Data for processing:
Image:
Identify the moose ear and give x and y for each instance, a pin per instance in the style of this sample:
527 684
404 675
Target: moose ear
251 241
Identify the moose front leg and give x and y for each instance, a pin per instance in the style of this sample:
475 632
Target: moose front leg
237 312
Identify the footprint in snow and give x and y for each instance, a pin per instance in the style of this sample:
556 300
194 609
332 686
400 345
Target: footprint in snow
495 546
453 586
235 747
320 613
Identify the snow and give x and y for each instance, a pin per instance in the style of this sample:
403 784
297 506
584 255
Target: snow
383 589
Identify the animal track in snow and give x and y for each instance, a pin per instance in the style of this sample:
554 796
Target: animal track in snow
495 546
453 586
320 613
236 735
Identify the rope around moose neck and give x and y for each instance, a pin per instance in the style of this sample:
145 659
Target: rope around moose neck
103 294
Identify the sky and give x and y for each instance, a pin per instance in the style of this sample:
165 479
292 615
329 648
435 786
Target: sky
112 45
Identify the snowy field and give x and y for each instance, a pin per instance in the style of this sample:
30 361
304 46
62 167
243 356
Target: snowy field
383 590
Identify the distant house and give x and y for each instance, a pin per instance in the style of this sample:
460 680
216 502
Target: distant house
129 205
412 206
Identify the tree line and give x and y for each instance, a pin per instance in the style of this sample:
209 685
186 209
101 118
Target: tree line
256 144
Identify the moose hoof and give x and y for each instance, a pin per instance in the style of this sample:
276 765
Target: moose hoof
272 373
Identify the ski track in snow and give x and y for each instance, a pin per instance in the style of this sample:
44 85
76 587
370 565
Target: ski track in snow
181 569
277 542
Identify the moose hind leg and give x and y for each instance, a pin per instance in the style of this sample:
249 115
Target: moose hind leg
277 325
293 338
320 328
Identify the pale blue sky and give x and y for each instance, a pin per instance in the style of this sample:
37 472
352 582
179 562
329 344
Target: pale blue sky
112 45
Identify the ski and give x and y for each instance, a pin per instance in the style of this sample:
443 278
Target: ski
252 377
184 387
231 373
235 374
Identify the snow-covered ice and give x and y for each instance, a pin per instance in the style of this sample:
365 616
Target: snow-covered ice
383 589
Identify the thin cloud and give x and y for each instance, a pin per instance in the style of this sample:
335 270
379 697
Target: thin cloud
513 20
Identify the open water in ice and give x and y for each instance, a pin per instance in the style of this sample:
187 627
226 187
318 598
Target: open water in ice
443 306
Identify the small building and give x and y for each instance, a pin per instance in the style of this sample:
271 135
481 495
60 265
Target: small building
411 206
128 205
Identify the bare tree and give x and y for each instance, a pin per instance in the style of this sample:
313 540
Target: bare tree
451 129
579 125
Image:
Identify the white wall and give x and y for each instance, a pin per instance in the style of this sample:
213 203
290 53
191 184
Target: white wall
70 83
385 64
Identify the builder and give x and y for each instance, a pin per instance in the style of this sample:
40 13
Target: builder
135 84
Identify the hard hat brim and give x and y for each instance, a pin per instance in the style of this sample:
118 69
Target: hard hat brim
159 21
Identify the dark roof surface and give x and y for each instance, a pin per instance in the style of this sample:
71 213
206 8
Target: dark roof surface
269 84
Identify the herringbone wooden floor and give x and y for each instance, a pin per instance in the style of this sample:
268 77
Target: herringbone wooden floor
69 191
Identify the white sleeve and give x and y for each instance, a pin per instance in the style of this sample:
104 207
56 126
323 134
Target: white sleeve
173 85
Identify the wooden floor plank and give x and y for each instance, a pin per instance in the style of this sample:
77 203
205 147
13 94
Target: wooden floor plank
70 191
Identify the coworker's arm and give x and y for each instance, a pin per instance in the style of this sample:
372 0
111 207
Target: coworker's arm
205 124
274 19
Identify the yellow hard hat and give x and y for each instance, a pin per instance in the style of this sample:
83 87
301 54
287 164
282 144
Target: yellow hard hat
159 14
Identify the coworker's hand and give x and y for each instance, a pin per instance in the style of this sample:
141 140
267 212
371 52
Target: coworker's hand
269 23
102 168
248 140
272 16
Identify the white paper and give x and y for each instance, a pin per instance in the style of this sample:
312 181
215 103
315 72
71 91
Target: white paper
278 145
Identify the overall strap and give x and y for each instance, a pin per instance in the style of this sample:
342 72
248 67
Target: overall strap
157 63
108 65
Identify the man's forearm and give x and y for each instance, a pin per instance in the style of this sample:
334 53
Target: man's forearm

Problem statement:
Write out everything from the line containing "Identify the builder" down to the last line of the entries, both ends included, with each line unchanged.

Written answer:
Identify the builder and give x and y for each instance, a pin per instance in the style of this sample:
40 13
Target: builder
135 84
Identify the hard hat brim and give x and y for each instance, a pin per instance in the style of this sample:
118 69
Target: hard hat brim
159 21
Identify the dark roof surface and give x and y for each instance, a pin per instance in the style of this sample:
71 213
206 8
Target: dark roof surface
269 84
Identify the herringbone wooden floor and give x and y for each instance, a pin per instance in the style of this sample:
268 77
Target: herringbone wooden floor
69 191
Identify the white sleeve and give x and y for each instance, a pin per instance in the style of this sample:
104 207
56 126
323 134
Target: white sleeve
173 85
Identify the wooden floor plank and give x and y for each instance, a pin per instance in the style of this sample:
77 203
205 147
13 94
Target: wooden floor plank
70 191
Identify the coworker's arm and give x and y for each instance, a pin per instance in the style of this sample:
372 0
111 207
Target: coworker's arm
205 124
274 19
Identify the yellow hard hat and give x and y for each instance, a pin per instance in the style of this sample:
83 87
301 54
287 164
282 144
Target: yellow hard hat
159 14
Identify the coworker's hand and give x and y for each instance, a pin per instance in the style of this sample:
141 140
267 212
371 52
Target: coworker's hand
269 23
102 168
248 140
272 16
Identify the white paper and give x and y for each instance, a pin per instance in the style of this sample:
312 181
215 103
315 72
71 91
Target: white paper
278 145
Identify the overall strap and give x and y for each instance, a pin per instance in the style of this sample:
342 72
248 67
Target: overall strap
157 63
108 65
Identify the man's forearm and give x and y for each instance, a pin per instance in the style of this sample:
334 53
Target: man's forearm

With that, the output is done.